● Problem 1:
Answer these from the Monitor submissions text:
(a) What file size limit does Netlify Forms have?
(b) What does the text say Cloudflare R2 is?
(c) Which service was used to set up the checkout page for submissions?
● Problem 2: Quote everything from "Whilst this could" down to "the best works!" in the Monitor submissions text, word for word.

● Text shown:
Monitor submissions I

Monitor submissions I

We needed to enable submissions on the Monitor website. We wanted writers to be able to submit their work to the site in order to have it published by Monitor.

Whilst this could have been achieved in a number of ways (email, Dropbox, etc) the neatest way would be to have a portal on the site where they could submit and we would save their submission, a cover letter and some contact details in one place which would make reading the submission easiest for the judges.


Bucket implementation

The site is hosted on Netlify so my initial thought was to use Netlify Forms which would be dead simple. But Netlify forms has a file size restriction of 8mb which was too small for our needs. We were asking people to submit pamphlets and these could easily go above 8MB even with compression. We decided against suggesting users compress their .pdfs before submitting because we didn't want to discourage less technical savvy writers - they might have the best works!

I explored a number of other options:

  • I'm currently most familiar with GCP as I work with it heavily at my day job
  • If you're uploading files and you're not considering S3 then you're doing something wrong
  • Finally, Cloudflare R2 which is their blob storage offering

I had already used GCP and S3 and blob storage being blob storage (i.e. not too technically complex) I wanted to explore more Cloudflare functionality as I am always hearing good things about their DX, most notably on Syntax.fm. DX is super important for this project because I mostly do it in my spare time and I want it to be simple and enjoyable to build.

Payment

We needed to charge for submissions (although we would allow free entries for those without the funds) to cover the costs for reading the entries which was made simple enough through setting up a Stripe checkout page. I love how simple Stripe makes things and prevents us having to worry about taking any payment details. After the users pay through Stripe they would then be redirected to the Submissions form where they could submit their work.

● Provided data:
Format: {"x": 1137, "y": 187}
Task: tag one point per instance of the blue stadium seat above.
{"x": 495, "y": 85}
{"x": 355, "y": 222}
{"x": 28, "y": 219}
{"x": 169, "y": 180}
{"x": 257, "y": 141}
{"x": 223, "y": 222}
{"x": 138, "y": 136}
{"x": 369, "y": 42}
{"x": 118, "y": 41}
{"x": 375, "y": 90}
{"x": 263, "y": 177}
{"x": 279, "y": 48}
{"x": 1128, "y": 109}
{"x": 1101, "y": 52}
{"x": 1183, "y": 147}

● Task result 1:
(a) 8mb
(b) Cloudflare's blob storage offering
(c) Stripe

● Task result 2:
Whilst this could have been achieved in a number of ways (email, Dropbox, etc) the neatest way would be to have a portal on the site where they could submit and we would save their submission, a cover letter and some contact details in one place which would make reading the submission easiest for the judges.


Bucket implementation

The site is hosted on Netlify so my initial thought was to use Netlify Forms which would be dead simple. But Netlify forms has a file size restriction of 8mb which was too small for our needs. We were asking people to submit pamphlets and these could easily go above 8MB even with compression. We decided against suggesting users compress their .pdfs before submitting because we didn't want to discourage less technical savvy writers - they might have the best works!